--- Start READING PASSAGE ---
Re: [xsl] Why is the variable and regex slow in saxon and fast in regex Buddy?

Subject: Re: [xsl] Why is the variable and regex slow in saxon and fast in regex Buddy?
From: Wolfgang Laun <wolfgang.laun@xxxxxxxxx>
Date: Wed, 29 Sep 2010 12:10:26 +0200
On 28 September 2010 22:43, Alex Muir <alex.g.muir@xxxxxxxxx> wrote:
>
> Well turns out the problem was a combination of factors but was the
> following regex which depending on the input given by the other 4
> variables would non terminate or run fast or slow... I suppose what
> was confusing me the most was that for most files I process it was
> running quickly and removing one or another variable led to
> improvements just because of chance given the input files.
>
> and matches($titleStopWordsRemoved,'^([A-Z][A-Za-z]{0,}\s*?)+$')

This is really evil, as it will backtrack exponentially. The "\s*"
isn't providing
separation between words; a "\s+" should do the trick. "{0,} isn't wrong,
but why not use "*"?

>
>
> I wrote this instead
>
>   and
(matches($titleStopWordsRemoved,'^([A-Z][A-Za-z]+\s+)+?([A-Z][A-Za-z]+?)$')
>            or matches($titleStopWordsRemoved,'^[A-Z][A-Za-z]+\s*$'))">
>

I don't see the point of using two expressions, or "+?".

To match a string consisting entirely of capitalized words sparated by
white space:

    ^[A-Z][A-Za-z]*(\s+[A-Z][A-Za-z]*)*$

You may add \s* at the end to handle optional trailing white space.

-W

> The first one looks for title or upper case words and the second just one
word.
--- End READING PASSAGE ---
--- Start INFORMATION SHOWN ---
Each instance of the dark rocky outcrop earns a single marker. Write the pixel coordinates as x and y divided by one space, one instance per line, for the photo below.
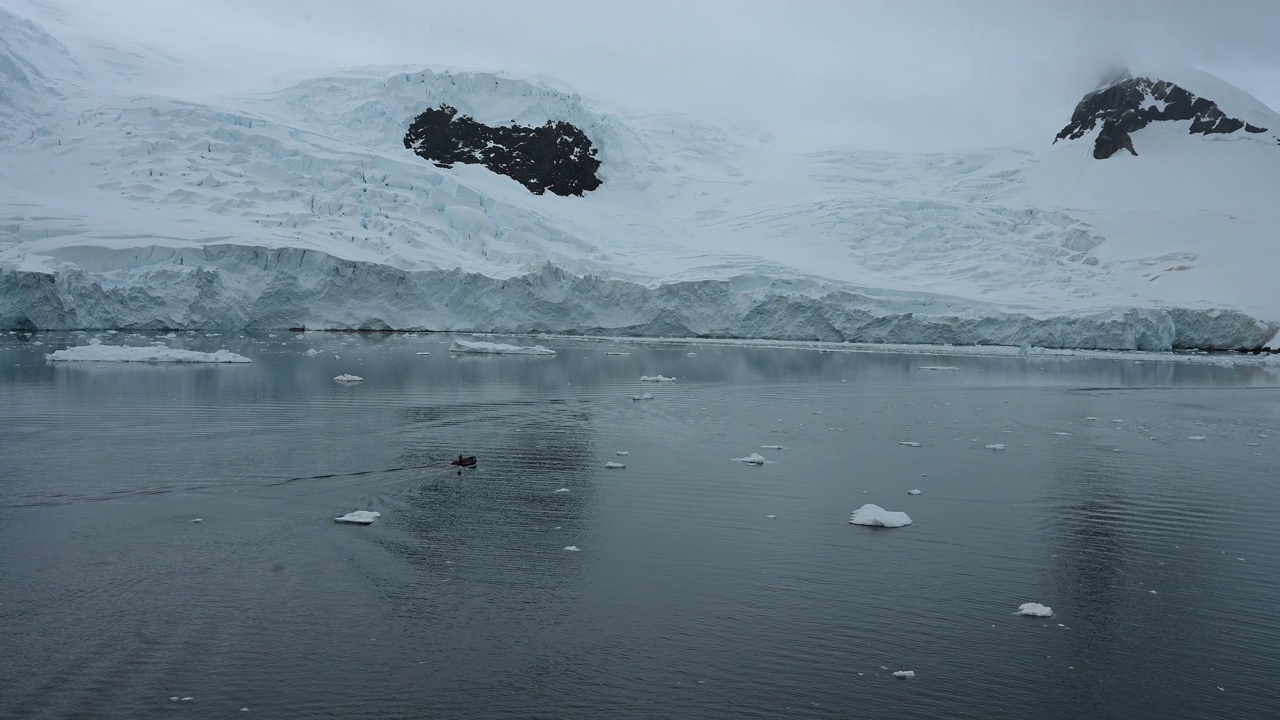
556 156
1133 103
--- End INFORMATION SHOWN ---
_WRITTEN REQUEST_
Carry on the mailing-list reply above about the slow regex in Saxon, picking up right after its last sentence.

_OUTPUT BELOW_
>
>
> I see now from the profileroutput makes that clear given that
>
> >s # # # # # #> > >99.83 % - 14026 ms - 99.67 % - 1 inv. function-call
(name="matches")
>
> Takes so long and the calls below it take so little time.
>
>
> > > >99.92 % - 3 ms - 0.03 % - 1 inv. xsl:template (match="chunk")
> >s> > >99.89 % - 0 ms - 0.0 % - 1 inv. let (name="title")
> >s #> > >99.89 % - 0 ms - 0.0 % - 1 inv. let
(name="titleBraketedTextRemoved")
> >s # #> > >99.89 % - 2 ms - 0.02 % - 1 inv. let (name="titleNumberRemoved")
> >s # # #> > >99.86 % - 0 ms - 0.0 % - 1 inv. let
(name="titleStripPunctuation")
> >s # # # #> > >99.86 % - 0 ms - 0.0 % - 1 inv. let
(name="titleStopWordsRemoved")
> >s # # # # #> > >99.86 % - 0 ms - 0.0 % - 1 inv. xsl:choose
> >s # # # # # #> > >99.83 % - 14026 ms - 99.67 % - 1 inv. function-call
(name="matches")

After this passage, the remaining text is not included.